Data items
• • • • •
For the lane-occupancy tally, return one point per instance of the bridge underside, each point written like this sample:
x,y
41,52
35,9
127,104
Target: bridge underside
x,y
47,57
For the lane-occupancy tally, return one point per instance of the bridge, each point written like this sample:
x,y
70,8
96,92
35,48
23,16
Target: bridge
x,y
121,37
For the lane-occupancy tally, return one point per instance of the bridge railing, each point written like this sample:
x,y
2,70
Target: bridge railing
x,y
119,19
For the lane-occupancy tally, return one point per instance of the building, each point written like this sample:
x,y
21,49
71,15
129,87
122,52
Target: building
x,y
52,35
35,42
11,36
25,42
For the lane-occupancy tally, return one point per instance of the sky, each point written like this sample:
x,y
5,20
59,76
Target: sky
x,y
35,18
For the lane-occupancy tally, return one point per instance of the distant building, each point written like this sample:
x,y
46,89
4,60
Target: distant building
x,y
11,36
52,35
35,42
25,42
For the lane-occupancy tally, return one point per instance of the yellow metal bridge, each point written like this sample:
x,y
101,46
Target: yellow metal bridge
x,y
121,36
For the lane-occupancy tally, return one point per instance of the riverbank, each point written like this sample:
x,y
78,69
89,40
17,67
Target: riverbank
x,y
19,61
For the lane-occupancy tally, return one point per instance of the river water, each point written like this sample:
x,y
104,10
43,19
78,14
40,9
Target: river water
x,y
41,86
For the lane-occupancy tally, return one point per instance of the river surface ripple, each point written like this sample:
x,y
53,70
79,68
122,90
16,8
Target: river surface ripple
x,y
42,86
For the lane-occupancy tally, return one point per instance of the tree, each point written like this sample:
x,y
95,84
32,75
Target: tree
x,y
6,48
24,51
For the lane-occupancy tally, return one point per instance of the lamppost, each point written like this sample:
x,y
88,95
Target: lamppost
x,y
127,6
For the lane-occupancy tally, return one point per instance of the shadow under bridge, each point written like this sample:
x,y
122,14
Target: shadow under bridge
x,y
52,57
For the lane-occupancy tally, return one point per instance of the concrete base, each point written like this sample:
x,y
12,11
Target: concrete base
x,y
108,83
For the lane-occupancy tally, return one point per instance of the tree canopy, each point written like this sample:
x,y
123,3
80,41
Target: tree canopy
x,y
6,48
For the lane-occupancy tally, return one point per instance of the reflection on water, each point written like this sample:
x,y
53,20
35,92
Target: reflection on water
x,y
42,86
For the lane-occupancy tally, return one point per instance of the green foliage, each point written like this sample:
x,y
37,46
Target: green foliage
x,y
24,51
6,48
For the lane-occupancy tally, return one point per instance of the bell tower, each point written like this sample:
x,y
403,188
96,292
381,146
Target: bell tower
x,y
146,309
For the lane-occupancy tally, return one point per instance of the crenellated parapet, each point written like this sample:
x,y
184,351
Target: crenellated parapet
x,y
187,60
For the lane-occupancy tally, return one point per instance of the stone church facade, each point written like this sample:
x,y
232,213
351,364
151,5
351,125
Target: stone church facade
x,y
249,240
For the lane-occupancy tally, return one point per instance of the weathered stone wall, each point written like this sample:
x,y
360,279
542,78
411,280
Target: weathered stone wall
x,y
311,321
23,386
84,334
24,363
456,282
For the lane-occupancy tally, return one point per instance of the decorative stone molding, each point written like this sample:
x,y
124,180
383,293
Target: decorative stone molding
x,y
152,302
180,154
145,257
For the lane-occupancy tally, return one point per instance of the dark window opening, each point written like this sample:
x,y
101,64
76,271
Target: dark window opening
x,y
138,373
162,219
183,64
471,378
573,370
• • • • •
-- Task statement --
Can you copy every line of the data above, word for word?

-- Solution to the exercise --
For the lane-occupancy tally, return one point per instance of the bridge underside, each point written like this sample:
x,y
41,52
35,9
127,104
Target: bridge underside
x,y
47,57
For the lane-occupancy tally, return one point per instance of the bridge, each point written like this sample:
x,y
70,8
96,92
35,48
23,16
Target: bridge
x,y
121,37
For the lane-occupancy tally, return one point per instance of the bridge railing, each point written like this sample:
x,y
2,70
Target: bridge railing
x,y
119,19
For the lane-occupancy tally, return one point per instance of the building, each point written like this sample:
x,y
21,49
71,15
129,87
122,52
Target: building
x,y
52,35
35,42
11,36
25,42
For the lane-occupancy tally, return one point per instance of the sky, each point written like this sample:
x,y
5,20
59,76
Target: sky
x,y
35,18
For the lane-occupancy tally, return one point per instance of the distant building, each point written like this sample:
x,y
46,89
4,60
Target: distant building
x,y
11,36
52,35
35,42
25,42
For the lane-occupancy tally, return one point per instance of the yellow metal bridge, each point written like this sample:
x,y
101,46
Target: yellow metal bridge
x,y
121,36
For the lane-occupancy tally, return one point per instance of the riverbank, each point written like this sample:
x,y
78,69
89,40
17,67
Target: riverbank
x,y
19,61
For the lane-occupancy tally, return one point per instance of the river water, each point written like this sample:
x,y
104,10
43,19
78,14
40,9
Target: river water
x,y
41,86
For the lane-occupancy tally, return one point per instance of the river surface ripple, each point written like this sample:
x,y
53,70
79,68
122,90
16,8
Target: river surface ripple
x,y
42,86
For the lane-occupancy tally, return one point per instance of the tree, each point written like this sample:
x,y
95,84
32,75
Target: tree
x,y
6,48
24,51
For the lane-occupancy tally, return one point per instance of the lamppost, each point written like this sample:
x,y
88,95
Target: lamppost
x,y
127,6
For the lane-occupancy tally, return one point per instance of the shadow under bridge, each point written like this sample:
x,y
122,14
Target: shadow under bridge
x,y
52,57
For the lane-occupancy tally, return one point per instance of the concrete base, each point written like this sample:
x,y
12,11
Target: concrete base
x,y
108,83
For the lane-occupancy tally, return one point per instance of the tree canopy, each point written like this sample:
x,y
123,3
80,41
Target: tree canopy
x,y
6,48
For the lane-occupancy tally, return one point per instance of the reflection on water, each point written like this sample:
x,y
53,20
35,92
Target: reflection on water
x,y
42,86
For the lane-occupancy tally, return one point per instance of the green foliage, each point written like this sample:
x,y
37,46
Target: green foliage
x,y
24,51
6,48
For the lane-occupancy tally, return one point per instance of the bell tower, each point written like this sample:
x,y
403,188
96,292
381,146
Target: bell tower
x,y
146,309
For the lane-occupancy tally, return one point per instance of the crenellated parapet, each point written like this sample:
x,y
184,351
Target: crenellated parapet
x,y
187,60
For the lane-occupancy tally, return one point per instance of the stone church facade, each point written like this sample:
x,y
232,213
351,364
151,5
351,125
Target: stone church facade
x,y
249,240
For the lane-occupancy tally, return one point per instance of the weathered stone wall, each point written like this sample:
x,y
360,279
542,78
411,280
Target: weathered stone wall
x,y
311,321
23,386
84,334
24,363
456,282
For the lane-occupancy tally, return one point per instance of the decorative stone molding, each point written like this sample:
x,y
124,180
383,293
Target: decorative stone molding
x,y
152,302
180,154
145,257
For the lane-occupancy tally, return one point per instance of the dark window opening, each point written like this sample:
x,y
101,64
76,271
Target: dark window opening
x,y
138,373
162,219
183,64
471,378
573,370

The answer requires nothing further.